# [Aim]
Set down each record below precisely, skipping the pictures.
################
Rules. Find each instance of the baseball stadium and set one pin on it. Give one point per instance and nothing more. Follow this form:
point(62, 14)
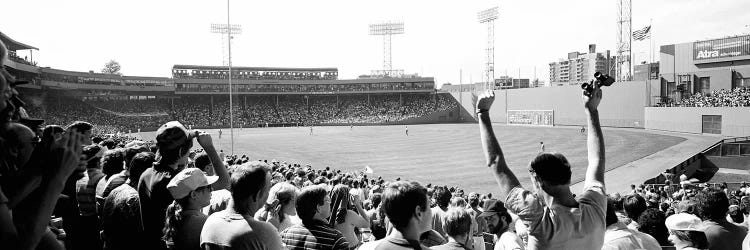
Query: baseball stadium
point(403, 126)
point(217, 152)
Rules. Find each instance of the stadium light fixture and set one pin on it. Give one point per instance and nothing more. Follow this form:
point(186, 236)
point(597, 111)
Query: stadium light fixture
point(488, 17)
point(387, 30)
point(227, 30)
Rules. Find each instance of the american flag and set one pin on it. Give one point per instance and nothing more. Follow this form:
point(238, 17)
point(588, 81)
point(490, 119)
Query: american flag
point(642, 34)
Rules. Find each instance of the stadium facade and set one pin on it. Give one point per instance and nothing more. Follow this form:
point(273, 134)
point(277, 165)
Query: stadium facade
point(703, 67)
point(579, 67)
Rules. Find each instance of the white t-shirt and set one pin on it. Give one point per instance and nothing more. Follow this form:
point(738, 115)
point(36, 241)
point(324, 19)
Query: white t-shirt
point(559, 227)
point(509, 241)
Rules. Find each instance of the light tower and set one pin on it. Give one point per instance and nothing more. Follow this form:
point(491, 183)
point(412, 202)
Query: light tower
point(227, 30)
point(387, 30)
point(624, 40)
point(488, 17)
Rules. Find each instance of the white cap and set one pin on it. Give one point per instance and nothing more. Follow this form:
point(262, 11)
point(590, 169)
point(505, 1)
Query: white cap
point(684, 222)
point(189, 180)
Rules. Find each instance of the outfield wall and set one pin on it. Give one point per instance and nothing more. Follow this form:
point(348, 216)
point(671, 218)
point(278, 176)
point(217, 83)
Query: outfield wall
point(622, 105)
point(735, 121)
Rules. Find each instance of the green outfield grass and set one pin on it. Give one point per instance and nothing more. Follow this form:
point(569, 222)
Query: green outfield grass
point(443, 154)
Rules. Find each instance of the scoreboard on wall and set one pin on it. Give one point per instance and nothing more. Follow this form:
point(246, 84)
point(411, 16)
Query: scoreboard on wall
point(531, 117)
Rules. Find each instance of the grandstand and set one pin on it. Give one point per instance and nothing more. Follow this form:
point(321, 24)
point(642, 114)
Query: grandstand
point(197, 95)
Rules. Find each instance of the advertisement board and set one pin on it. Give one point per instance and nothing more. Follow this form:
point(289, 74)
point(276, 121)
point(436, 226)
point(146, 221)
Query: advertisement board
point(721, 48)
point(531, 117)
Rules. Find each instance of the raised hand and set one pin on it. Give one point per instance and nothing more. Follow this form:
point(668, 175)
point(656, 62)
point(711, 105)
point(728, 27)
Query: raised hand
point(484, 102)
point(68, 150)
point(204, 139)
point(591, 99)
point(273, 213)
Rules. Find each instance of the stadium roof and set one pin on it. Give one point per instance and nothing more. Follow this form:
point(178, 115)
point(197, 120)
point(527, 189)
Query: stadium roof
point(13, 45)
point(179, 66)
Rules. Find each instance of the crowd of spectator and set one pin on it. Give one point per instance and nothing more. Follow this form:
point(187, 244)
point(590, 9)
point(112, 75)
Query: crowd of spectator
point(68, 188)
point(305, 87)
point(737, 97)
point(251, 74)
point(25, 60)
point(112, 116)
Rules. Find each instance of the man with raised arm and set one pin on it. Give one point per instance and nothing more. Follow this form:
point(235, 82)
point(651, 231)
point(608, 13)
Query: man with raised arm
point(556, 219)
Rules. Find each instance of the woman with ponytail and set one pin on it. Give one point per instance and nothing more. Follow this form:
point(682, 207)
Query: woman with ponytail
point(279, 209)
point(191, 190)
point(347, 213)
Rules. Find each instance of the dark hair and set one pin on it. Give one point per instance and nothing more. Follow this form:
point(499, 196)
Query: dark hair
point(109, 143)
point(697, 238)
point(49, 130)
point(713, 204)
point(736, 214)
point(551, 168)
point(131, 152)
point(442, 197)
point(202, 161)
point(611, 216)
point(308, 201)
point(166, 157)
point(139, 164)
point(173, 220)
point(81, 126)
point(247, 181)
point(376, 199)
point(112, 162)
point(651, 222)
point(90, 152)
point(634, 205)
point(456, 222)
point(400, 199)
point(339, 204)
################
# [Output for this exercise]
Rules. Find each instance of the baseball stadium and set one pin on it. Give one point per instance and nothing more. Follow this form:
point(62, 14)
Query: baseball stadium
point(403, 126)
point(217, 152)
Rules. Find each instance of the stadium light fixture and set one pin on it. Give one point per instance and nothing more. Follow this form:
point(186, 236)
point(597, 111)
Query: stadium light fixture
point(488, 17)
point(387, 30)
point(227, 30)
Rules. Find each instance of the american flag and set one pin on it. Give one point per instance and nothing more. Follow this form:
point(238, 17)
point(588, 81)
point(490, 119)
Query: american flag
point(642, 34)
Rules. Find each instance of the stadium facade and set one pin on it. Give one point per instance and nothing more. Follow this form:
point(273, 134)
point(277, 165)
Query: stadium facade
point(703, 67)
point(579, 67)
Rules. Find each instance of the white t-shirt and set one pin on it. Give one point per instance and nothing more. Follow this form:
point(738, 115)
point(36, 241)
point(324, 19)
Query: white t-shirt
point(559, 227)
point(509, 241)
Rules. Find each instance of the light tower and set one pin on it. Give one point per instance and nothing more. Follow this form:
point(491, 183)
point(412, 202)
Query: light tower
point(227, 30)
point(387, 30)
point(624, 40)
point(488, 17)
Rules. Find each instance of the white cap and set one pin on it. Give one point per instance and nothing more. Follow this form:
point(262, 11)
point(590, 169)
point(505, 1)
Query: white cap
point(684, 222)
point(189, 180)
Rules. Find each instance of the outfield wall and set one pin on it. Give one point per instance and nothing more. Follow this form:
point(348, 216)
point(671, 218)
point(278, 176)
point(217, 83)
Query: outfield wall
point(622, 105)
point(735, 121)
Rules. Find each instance of the green outfield grass and set one pin on it. Give one point per instance and nothing more. Follow this form:
point(569, 222)
Query: green outfield grass
point(443, 154)
Rules. Find each instance of the scoreboard on wall and set one pin on it. Give one point per instance and nothing more. Follow this form:
point(246, 84)
point(411, 16)
Query: scoreboard on wall
point(531, 117)
Rules. Find each instance of the grandstand and set one pin on it. Give one point per instance and nothing more. Follow this form:
point(321, 24)
point(642, 114)
Query: grandstand
point(197, 95)
Rules. Find each instance of the advertisement board and set one pin on it. Give one point per instance and nothing more. Follow this form:
point(289, 74)
point(276, 121)
point(436, 226)
point(146, 221)
Query: advertisement board
point(721, 48)
point(531, 117)
Rules. Find each instance of the raised hand and set one pin on it. Give one point per instance and nothing more. Follow this form:
point(668, 175)
point(656, 62)
point(711, 105)
point(728, 27)
Query: raised hand
point(484, 102)
point(68, 150)
point(204, 139)
point(591, 99)
point(273, 213)
Rules. Find each instance of the stadium roof and set one pin on it. Give one point per instance and nothing more. Follow this form:
point(178, 115)
point(197, 120)
point(527, 189)
Query: stadium roof
point(13, 45)
point(179, 66)
Rules. Find each instance of the crowd of spectator and set one pin on it. Give one point per instance and nothing more. Follow this form:
point(187, 244)
point(590, 9)
point(112, 75)
Query: crowd of spectator
point(68, 188)
point(305, 87)
point(737, 97)
point(251, 74)
point(25, 60)
point(112, 116)
Rules. Find each instance of the man with raised arm and set one pin on it. Give one point per instance and nothing more. Follow this form:
point(235, 82)
point(651, 231)
point(608, 13)
Query: man with raised arm
point(556, 219)
Rules. Find each instance of the woman with ponytail and set one pin on it. Give one point per instance and nothing more. Follow this form:
point(682, 207)
Query: woman with ponytail
point(279, 209)
point(191, 190)
point(347, 213)
Rules. Find each instance of the dark hair and set one pin on it. Give one point per instance and nothing more. Follow this form:
point(499, 196)
Query: dark hair
point(109, 143)
point(697, 238)
point(49, 130)
point(713, 204)
point(736, 214)
point(551, 168)
point(131, 152)
point(442, 197)
point(202, 161)
point(611, 216)
point(308, 201)
point(166, 157)
point(139, 164)
point(173, 220)
point(81, 126)
point(247, 181)
point(376, 199)
point(112, 162)
point(651, 222)
point(90, 152)
point(634, 205)
point(456, 222)
point(400, 199)
point(339, 204)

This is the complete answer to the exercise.